## Dataset excerpts
━━━━━━━━━━━━━━━━━━━━━━━━━━━━━━

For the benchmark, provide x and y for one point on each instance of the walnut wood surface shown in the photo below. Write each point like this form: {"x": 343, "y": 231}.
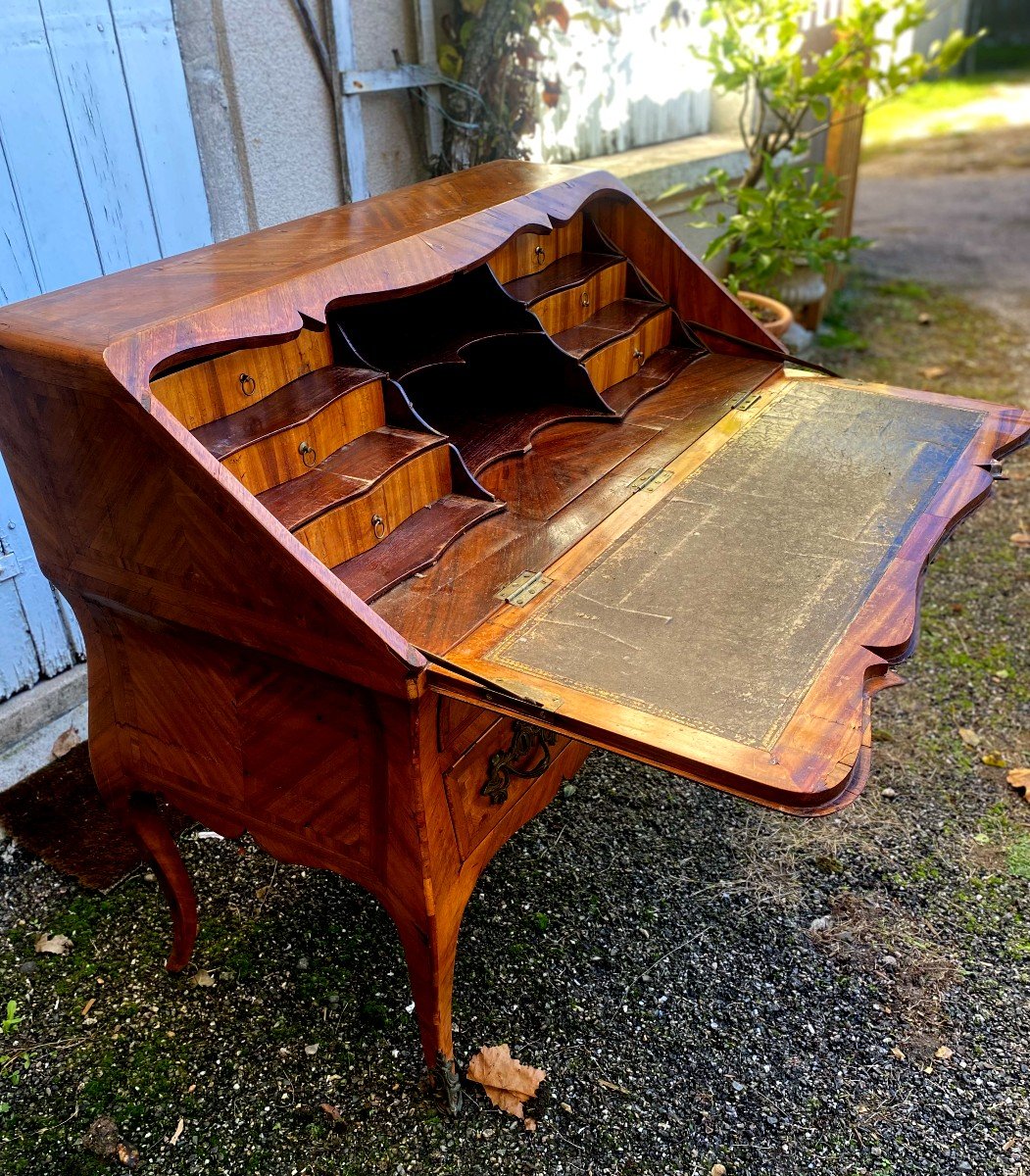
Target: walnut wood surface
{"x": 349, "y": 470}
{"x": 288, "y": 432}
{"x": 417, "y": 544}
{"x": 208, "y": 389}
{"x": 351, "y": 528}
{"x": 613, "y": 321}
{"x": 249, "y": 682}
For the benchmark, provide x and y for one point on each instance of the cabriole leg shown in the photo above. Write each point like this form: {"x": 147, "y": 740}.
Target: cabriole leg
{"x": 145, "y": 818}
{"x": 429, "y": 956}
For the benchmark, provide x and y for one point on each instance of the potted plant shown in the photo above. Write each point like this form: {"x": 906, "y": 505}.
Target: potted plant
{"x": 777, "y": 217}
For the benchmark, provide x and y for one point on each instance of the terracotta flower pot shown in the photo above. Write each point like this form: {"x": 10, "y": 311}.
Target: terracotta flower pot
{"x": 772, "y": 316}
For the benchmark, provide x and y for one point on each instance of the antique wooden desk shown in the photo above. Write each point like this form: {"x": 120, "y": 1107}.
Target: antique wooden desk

━━━━━━━━━━━━━━━━━━━━━━━━━━━━━━

## Problem statement
Turn all the items above into a Markdown table with the columns "Row" and "Line". Number the rows, skip blank lines, and leave out the pictures.

## Answer for the task
| Row | Line |
|---|---|
| 1 | For the benchmark, provide x and y for one point on each instance of the walnut wood surface shown in the photo below. Write each point like this form: {"x": 343, "y": 231}. |
| 2 | Target: walnut wood surface |
| 3 | {"x": 349, "y": 470} |
| 4 | {"x": 288, "y": 432} |
| 5 | {"x": 417, "y": 544} |
| 6 | {"x": 208, "y": 389} |
| 7 | {"x": 351, "y": 528} |
| 8 | {"x": 613, "y": 321} |
| 9 | {"x": 249, "y": 682} |
| 10 | For the benchmark, provide x and y for one point on each instance of the cabriole leg shown in the photo above. Write each point like this form: {"x": 147, "y": 740}. |
| 11 | Target: cabriole leg |
| 12 | {"x": 145, "y": 818} |
| 13 | {"x": 429, "y": 956} |
| 14 | For the benchmark, provide x and y for one point on each instance of the potted plant shown in the photo above. Write each point like this form: {"x": 906, "y": 505}. |
| 15 | Target: potted plant |
| 16 | {"x": 777, "y": 217} |
| 17 | For the benchmark, provide x and y for one point on each instance of the terracotta flower pot shown in the photo above. Write each point like this form: {"x": 10, "y": 311}. |
| 18 | Target: terracotta flower pot |
| 19 | {"x": 772, "y": 316} |
| 20 | For the benchmark, provide x and y for one point on each instance of the antique wooden desk shown in the photo above. Write each point like this form: {"x": 120, "y": 1107}. |
| 21 | Target: antique wooden desk |